I used to spend a LOT of time in the sun. Between competitive swimming and water polo in high school, life guarding nearly every summer as a teenager, and years of shameless sun bathing in an all-out effort to become the darkest version of myself possible, I’ve definitely had more than my fair share of sun exposure.
Looking back on my years of reckless sun worshiping, I kick myself. Not just for spending more than a healthy amount of time in the sun, but more so for not paying any attention to all of the harmful ingredients in sunscreen that I regularly applied to my body and face (thinking it was the healthy thing to do).
“But you NEED sunscreen! Without it, you’ll get skin cancer and die!”
That’s what I thought too. So I spent the majority of my life covering myself in misty clouds of chemical-laden aerosol sunscreen spray in an effort to prevent sun damage and skin cancer. Back then, I had no idea that everything I had been told about sunscreen and sun exposure was wrong.
All of us have bought into the anti-sun hype at some point or in some way. We’ve been religiously slathering on the ‘screen and spending more time indoors than ever before, yet skin cancer rates continue to skyrocket.
We live in a society that’s civilized beyond common sense. And instead of taking a reasonable and sane approach to subjects like food, medicine, and sun exposure, we rely on quick fixes and listen to what “experts” say we should do to be healthy without ever digging any deeper or figuring out what our bodies intuitively need.

Stored items:
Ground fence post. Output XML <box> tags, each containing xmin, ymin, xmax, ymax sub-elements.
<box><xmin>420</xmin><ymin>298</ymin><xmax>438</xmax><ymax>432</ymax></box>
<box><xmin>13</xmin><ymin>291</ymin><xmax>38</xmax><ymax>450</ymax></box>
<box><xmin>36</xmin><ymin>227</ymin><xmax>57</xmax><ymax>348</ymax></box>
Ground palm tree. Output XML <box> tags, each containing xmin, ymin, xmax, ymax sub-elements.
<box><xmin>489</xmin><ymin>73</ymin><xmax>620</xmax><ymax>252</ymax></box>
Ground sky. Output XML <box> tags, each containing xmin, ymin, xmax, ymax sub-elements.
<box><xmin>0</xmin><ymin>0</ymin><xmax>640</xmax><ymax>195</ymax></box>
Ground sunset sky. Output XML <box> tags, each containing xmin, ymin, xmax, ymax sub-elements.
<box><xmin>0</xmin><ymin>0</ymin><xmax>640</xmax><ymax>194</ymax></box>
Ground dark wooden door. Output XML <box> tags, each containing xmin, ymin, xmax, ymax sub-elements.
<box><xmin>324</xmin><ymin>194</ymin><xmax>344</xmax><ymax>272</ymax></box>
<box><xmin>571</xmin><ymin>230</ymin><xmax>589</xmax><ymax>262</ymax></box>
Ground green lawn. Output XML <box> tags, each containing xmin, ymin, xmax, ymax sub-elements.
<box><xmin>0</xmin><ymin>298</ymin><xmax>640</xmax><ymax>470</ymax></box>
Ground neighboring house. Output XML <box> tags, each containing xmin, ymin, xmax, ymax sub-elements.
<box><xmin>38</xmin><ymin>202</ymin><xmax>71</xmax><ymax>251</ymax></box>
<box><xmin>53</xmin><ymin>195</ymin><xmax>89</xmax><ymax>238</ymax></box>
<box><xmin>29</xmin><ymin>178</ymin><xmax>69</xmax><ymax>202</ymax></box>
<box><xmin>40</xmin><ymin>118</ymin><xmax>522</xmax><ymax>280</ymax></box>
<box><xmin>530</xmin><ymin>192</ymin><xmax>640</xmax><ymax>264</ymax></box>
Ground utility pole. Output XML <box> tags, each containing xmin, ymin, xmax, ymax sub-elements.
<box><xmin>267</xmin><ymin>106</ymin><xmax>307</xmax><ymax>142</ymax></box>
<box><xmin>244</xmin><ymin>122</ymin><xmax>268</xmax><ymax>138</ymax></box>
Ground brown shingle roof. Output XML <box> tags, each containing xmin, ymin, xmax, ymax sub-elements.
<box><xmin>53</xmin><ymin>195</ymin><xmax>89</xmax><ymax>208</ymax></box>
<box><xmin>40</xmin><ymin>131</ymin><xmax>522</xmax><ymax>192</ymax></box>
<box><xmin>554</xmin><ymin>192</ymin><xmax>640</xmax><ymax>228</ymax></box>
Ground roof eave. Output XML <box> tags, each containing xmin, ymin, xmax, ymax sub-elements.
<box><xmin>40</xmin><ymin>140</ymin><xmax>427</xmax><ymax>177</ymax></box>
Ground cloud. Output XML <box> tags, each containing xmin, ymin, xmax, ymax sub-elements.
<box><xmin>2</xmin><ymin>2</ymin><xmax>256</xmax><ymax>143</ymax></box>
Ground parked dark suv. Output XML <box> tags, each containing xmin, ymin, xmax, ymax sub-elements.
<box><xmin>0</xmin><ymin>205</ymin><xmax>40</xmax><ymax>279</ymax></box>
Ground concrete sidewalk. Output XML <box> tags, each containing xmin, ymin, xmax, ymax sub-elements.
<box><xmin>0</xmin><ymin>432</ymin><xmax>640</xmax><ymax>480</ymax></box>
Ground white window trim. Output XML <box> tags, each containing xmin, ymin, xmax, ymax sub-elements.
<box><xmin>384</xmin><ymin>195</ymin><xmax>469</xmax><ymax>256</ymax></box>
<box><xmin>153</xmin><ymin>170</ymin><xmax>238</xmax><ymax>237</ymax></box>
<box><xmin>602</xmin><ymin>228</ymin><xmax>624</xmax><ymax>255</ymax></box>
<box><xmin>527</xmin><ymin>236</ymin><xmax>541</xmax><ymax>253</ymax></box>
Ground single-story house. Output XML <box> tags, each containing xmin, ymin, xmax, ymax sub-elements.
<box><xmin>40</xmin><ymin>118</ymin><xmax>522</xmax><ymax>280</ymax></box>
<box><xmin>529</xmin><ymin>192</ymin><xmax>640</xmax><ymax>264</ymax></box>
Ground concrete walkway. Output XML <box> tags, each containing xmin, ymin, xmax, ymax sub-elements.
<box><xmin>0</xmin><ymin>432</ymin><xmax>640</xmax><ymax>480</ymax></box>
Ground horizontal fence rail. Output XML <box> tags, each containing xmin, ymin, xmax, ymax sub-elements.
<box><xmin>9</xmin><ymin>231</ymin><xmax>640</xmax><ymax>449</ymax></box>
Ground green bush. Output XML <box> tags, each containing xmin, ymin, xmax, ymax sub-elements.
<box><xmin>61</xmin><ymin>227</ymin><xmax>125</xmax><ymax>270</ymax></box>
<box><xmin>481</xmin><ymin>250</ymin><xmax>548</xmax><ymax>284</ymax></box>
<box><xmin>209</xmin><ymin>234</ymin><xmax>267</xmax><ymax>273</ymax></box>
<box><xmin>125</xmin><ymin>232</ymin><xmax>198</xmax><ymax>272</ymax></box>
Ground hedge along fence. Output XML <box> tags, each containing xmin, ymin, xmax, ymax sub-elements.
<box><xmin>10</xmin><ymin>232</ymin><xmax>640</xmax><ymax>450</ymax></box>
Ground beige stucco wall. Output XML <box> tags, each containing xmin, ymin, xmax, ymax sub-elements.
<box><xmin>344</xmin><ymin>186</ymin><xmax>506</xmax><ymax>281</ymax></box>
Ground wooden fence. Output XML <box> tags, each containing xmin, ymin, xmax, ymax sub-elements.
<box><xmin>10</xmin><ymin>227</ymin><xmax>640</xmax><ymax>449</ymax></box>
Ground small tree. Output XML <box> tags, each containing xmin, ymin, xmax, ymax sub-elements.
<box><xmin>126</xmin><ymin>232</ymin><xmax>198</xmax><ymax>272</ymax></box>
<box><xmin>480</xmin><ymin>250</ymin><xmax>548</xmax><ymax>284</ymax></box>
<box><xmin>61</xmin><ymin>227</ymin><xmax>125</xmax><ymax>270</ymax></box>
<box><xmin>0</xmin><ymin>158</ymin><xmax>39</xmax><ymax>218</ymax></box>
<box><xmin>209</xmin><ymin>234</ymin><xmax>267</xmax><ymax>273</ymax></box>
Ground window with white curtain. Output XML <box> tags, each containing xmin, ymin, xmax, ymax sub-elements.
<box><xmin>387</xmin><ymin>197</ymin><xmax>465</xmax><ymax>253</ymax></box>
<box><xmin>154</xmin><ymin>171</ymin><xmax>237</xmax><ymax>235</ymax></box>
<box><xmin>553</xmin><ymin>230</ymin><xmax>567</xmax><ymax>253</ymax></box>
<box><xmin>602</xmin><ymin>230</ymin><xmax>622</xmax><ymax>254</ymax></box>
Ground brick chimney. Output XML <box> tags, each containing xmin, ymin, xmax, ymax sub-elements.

Work order: Quote the passage on sun exposure above word for word, starting with the words "Looking back on" and stopping after "exposure was wrong.".

Task response:
Looking back on my years of reckless sun worshiping, I kick myself. Not just for spending more than a healthy amount of time in the sun, but more so for not paying any attention to all of the harmful ingredients in sunscreen that I regularly applied to my body and face (thinking it was the healthy thing to do).
“But you NEED sunscreen! Without it, you’ll get skin cancer and die!”
That’s what I thought too. So I spent the majority of my life covering myself in misty clouds of chemical-laden aerosol sunscreen spray in an effort to prevent sun damage and skin cancer. Back then, I had no idea that everything I had been told about sunscreen and sun exposure was wrong.